> [Selected extract]:
FIG. 3 shows another embodiment of flow regulators 111B in a top view of the solution chamber 104 to evenly distribute the second flow 2F along the width of the solution chamber 104 by directing the second flow 2F substantially parallel to the workpiece length in a laminar fashion. The flow regulator 111B may be a porous body, such as a pipe, along the width of the chamber with openings or channels 113 to allow second flow 2F to flow out. In this embodiment, the flow regulator 111B may direct the second flow 2F parallel to the workpiece length direction or may be directed slightly upwards, towards the solution surface 107 (FIG. 2A). The second flow 2F may have flow rate in the range of 30-300 liters/minute, preferably 65-75 liters/minute. The second flow 2F may have a pressure in the range of 10-25 psi. The openings 113 of the flow regulator 111B may be distributed in many geometrical and symmetrical patterns. The flow regulator 111B regulates the second flow 2F by reducing its pressure while maintaining its high solution volume and controlling its direction parallel to the web length direction or slightly upwards towards the solution surface 107. In this embodiment the second flow 2F may be parallel to the length of the cathode or might be directed upwards with an angle less than 30 degrees, preferably less than 10 degrees. The distance between each flow regulator 111B and the surface of the workpiece 102 may be the same or varied depending on the process.

The second flow 2F created by the above described flow regulators 111 is a high flow rate and low velocity solution flow. The regulated and directional delivery of the electrodeposition supply solution, as the second flow 2F, is designed to be located a predetermined distance away from the cathode surface so that the turbulence or disturbance in the solution near the cathode surface is reduced, which in turn significantly improves deposition efficiency and deposition uniformity of the depositing film.

The described flow distribution system above is particularly useful for electrodeposition processes, which are desired to be operated under a diffusion controlled regime, requiring the establishment of an undisturbed or less disturbed diffusion boundary layer or region extending within the solution right above the cathode surface. In other words, ions to be reduced slowly travel or diffuse to the cathode where they are reduced to metal ions. However, the forces involved in the activity of inflowing fresh solution and out flowing used solution create turbulence or disturbance in the electrodeposition solution during the electrodeposition process and inhibit the formation of a uniform and thick diffusion boundary layer which is essential for a uniform deposition. An advancing workpiece within this solution may further aggravate this disturbance. When the deposition is not diffusion controlled, the cathode surface is saturated with ions to be reduced, which can cause dendritic growth and rough morphology. Surface coverage might also be compromised with growth mainly taking place only at electrochemically favorable locations rather than over the entire surface. Such faulty deposition behavior may especially be seen in electrodeposition of indium, gallium and selenium containing deposits if the electrodeposition is performed in more turbulent solutions.

> [Stored data]:
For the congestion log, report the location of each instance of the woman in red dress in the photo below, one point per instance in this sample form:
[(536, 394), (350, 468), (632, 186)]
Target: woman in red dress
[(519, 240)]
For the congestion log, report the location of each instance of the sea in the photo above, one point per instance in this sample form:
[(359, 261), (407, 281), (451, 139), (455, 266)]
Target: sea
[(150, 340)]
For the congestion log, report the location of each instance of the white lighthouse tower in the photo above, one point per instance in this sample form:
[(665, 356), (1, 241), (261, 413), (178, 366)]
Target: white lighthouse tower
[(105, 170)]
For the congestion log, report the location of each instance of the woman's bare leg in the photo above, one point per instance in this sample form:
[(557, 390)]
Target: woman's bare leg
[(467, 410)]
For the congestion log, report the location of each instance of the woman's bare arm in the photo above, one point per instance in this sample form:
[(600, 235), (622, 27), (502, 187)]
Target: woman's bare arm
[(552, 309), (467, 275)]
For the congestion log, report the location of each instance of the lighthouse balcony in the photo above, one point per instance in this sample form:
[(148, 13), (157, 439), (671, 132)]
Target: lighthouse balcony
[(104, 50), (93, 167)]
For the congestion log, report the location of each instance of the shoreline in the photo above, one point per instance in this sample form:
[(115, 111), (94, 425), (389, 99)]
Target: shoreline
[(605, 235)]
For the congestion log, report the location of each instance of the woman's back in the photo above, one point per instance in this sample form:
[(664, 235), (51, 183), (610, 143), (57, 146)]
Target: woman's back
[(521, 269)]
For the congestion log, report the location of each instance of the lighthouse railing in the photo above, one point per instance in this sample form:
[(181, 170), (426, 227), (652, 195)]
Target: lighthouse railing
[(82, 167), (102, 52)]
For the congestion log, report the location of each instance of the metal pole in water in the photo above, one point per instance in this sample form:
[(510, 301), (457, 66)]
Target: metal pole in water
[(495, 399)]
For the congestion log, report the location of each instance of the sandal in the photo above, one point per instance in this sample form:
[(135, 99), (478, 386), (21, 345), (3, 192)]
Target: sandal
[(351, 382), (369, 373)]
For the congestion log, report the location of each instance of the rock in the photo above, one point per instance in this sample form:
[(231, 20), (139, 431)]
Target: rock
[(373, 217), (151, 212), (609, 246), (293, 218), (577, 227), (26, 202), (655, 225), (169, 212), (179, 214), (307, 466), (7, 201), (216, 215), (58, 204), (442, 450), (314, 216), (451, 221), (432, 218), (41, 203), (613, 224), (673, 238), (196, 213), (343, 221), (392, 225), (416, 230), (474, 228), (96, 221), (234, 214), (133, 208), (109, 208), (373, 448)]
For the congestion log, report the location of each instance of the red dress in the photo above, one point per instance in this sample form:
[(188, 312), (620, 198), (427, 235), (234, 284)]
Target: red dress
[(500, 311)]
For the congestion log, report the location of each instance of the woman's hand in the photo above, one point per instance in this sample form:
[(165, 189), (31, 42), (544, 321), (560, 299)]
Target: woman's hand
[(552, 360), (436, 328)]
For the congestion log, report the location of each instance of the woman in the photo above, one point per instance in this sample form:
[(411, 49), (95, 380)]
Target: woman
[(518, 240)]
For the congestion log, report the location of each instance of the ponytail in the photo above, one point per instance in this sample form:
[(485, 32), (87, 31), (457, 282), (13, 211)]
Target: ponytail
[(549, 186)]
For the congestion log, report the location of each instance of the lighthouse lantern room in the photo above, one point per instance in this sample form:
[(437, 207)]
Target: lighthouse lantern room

> [To do]:
Answer these questions about the electrodeposition text above:
(a) What flow rate range is given for the second flow 2F, and which range is preferred?
(b) How does the text describe the second flow 2F created by the flow regulators in terms of flow rate and velocity?
(c) In electrodeposition of deposits containing which elements can the faulty deposition behavior especially be seen?

> [The solution]:
(a) The range is 30-300 liters/minute, and 65-75 liters/minute is preferred.
(b) It is a high flow rate and low velocity solution flow.
(c) Indium, gallium and selenium.